Problem statement:
Can you copy out the rows, starting at the first one and ending at the line containing "x=608 y=164", requests included, but with every answer coordinate scaled by 0.45 and rounded to a whole number, halves rounding up? Leave the requests and their sample coordinates unchanged.

The data:
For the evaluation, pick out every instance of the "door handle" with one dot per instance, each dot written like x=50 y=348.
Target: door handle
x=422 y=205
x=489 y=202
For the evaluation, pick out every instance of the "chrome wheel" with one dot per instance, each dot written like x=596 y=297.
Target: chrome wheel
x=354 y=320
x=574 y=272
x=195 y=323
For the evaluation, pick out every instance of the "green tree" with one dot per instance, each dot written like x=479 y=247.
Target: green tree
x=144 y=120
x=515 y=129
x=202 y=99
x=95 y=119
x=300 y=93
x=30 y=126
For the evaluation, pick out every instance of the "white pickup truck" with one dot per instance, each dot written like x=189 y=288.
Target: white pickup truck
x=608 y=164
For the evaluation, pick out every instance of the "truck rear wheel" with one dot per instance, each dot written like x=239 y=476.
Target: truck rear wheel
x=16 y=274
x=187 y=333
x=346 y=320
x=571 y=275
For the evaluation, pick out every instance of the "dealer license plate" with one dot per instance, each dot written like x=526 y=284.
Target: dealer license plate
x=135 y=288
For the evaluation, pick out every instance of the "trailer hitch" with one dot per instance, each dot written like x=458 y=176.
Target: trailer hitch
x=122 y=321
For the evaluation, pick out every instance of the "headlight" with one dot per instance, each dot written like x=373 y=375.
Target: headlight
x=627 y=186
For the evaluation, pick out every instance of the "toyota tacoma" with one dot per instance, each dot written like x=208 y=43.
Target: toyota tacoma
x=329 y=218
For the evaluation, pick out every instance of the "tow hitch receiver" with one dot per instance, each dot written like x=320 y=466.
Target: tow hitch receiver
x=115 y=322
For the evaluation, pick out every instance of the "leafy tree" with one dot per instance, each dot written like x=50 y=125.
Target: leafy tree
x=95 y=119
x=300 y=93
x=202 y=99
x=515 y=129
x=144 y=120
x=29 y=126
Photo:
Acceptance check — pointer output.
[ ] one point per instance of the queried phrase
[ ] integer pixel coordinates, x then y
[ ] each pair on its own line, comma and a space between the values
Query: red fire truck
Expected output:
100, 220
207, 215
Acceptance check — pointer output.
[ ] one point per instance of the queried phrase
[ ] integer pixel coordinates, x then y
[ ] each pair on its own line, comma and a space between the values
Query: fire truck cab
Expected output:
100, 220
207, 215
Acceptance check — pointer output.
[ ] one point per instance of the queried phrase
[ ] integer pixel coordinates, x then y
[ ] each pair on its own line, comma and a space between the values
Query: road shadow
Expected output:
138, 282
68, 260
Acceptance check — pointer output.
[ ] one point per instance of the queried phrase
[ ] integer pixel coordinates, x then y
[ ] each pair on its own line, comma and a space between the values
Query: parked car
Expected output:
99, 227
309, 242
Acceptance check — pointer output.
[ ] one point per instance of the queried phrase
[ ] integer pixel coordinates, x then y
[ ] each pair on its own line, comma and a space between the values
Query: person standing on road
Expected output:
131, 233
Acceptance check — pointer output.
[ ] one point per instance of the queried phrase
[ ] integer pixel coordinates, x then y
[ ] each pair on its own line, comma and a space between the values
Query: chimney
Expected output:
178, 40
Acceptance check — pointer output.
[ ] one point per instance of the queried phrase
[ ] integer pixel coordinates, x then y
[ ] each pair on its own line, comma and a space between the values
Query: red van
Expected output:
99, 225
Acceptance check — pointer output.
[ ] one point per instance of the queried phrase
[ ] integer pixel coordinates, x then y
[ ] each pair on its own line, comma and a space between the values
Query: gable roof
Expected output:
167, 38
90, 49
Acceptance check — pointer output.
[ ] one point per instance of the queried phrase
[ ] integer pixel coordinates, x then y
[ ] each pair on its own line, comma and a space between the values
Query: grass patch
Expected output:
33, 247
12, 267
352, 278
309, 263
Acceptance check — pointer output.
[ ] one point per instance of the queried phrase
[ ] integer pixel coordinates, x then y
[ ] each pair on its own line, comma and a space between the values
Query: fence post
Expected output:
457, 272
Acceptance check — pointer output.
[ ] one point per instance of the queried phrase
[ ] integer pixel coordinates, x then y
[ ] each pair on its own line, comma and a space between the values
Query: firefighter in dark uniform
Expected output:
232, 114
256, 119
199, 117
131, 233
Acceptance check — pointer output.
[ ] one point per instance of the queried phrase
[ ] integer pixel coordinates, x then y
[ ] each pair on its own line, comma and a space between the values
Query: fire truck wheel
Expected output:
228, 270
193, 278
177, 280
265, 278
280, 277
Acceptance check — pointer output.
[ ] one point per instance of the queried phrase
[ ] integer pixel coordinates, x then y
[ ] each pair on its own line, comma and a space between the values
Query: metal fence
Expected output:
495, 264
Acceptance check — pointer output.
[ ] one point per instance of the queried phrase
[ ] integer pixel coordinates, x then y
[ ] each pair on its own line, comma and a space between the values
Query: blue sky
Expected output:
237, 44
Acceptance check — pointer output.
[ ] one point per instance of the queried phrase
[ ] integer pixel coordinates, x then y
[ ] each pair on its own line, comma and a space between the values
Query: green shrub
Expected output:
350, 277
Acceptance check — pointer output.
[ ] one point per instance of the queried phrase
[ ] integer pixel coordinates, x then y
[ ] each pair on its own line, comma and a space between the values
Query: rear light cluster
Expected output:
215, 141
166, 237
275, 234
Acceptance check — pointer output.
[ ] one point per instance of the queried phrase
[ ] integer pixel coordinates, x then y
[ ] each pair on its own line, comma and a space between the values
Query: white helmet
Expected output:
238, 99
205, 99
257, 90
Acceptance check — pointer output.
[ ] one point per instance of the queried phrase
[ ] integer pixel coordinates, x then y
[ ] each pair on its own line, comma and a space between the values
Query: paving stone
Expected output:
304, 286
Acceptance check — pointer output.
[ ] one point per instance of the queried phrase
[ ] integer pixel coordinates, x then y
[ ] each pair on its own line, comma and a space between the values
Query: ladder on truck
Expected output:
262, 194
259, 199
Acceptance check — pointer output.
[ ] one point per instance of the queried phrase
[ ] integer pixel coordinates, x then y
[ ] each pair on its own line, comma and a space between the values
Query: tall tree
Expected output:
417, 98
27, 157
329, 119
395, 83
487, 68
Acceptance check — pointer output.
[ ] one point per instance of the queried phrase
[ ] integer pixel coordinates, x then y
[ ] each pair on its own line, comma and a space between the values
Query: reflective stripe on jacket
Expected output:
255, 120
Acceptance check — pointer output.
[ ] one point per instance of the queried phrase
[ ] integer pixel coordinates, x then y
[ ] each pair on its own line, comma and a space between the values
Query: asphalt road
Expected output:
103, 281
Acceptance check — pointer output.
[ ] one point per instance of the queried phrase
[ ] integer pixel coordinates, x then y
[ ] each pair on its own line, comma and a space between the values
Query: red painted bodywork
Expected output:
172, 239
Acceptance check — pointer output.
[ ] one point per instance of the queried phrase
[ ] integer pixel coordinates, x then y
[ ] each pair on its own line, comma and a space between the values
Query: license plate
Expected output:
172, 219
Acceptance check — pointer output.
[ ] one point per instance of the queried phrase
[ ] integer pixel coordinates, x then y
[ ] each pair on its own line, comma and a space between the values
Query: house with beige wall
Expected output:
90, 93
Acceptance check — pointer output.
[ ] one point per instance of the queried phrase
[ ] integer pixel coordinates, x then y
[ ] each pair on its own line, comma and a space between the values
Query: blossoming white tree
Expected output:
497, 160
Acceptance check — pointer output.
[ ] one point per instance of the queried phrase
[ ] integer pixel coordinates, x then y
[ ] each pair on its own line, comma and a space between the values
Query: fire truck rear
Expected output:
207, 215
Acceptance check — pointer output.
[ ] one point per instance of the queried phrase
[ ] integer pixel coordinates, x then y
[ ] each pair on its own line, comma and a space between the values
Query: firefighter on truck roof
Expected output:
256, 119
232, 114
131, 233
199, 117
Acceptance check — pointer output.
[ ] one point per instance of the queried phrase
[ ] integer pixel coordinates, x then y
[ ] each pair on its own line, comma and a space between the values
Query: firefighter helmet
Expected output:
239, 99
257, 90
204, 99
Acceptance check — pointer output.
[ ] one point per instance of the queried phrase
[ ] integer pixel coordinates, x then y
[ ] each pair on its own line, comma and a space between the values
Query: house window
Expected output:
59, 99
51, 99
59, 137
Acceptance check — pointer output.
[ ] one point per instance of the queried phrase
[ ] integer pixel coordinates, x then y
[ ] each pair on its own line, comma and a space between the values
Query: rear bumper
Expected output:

Reply to the exercise:
For the evaluation, pick out every instance of the "door handle" with one dot per instance, each dot written like x=50 y=348.
Target: door handle
x=190 y=92
x=220 y=91
For the evaluation, pick out every instance of the "chrome wheel" with one dot per instance, each dot written like x=596 y=297.
Target: chrome wheel
x=159 y=144
x=258 y=122
x=88 y=145
For the evaluation, pick out every instance of the "green tree" with one dot per instance, each dot written like x=479 y=247.
Target: green tree
x=65 y=54
x=232 y=58
x=91 y=45
x=43 y=54
x=135 y=42
x=14 y=57
For the evaluation, pick out every instance of the "white pickup truck" with one dot per instance, each dot written like x=189 y=288.
Target: white pickup truck
x=274 y=74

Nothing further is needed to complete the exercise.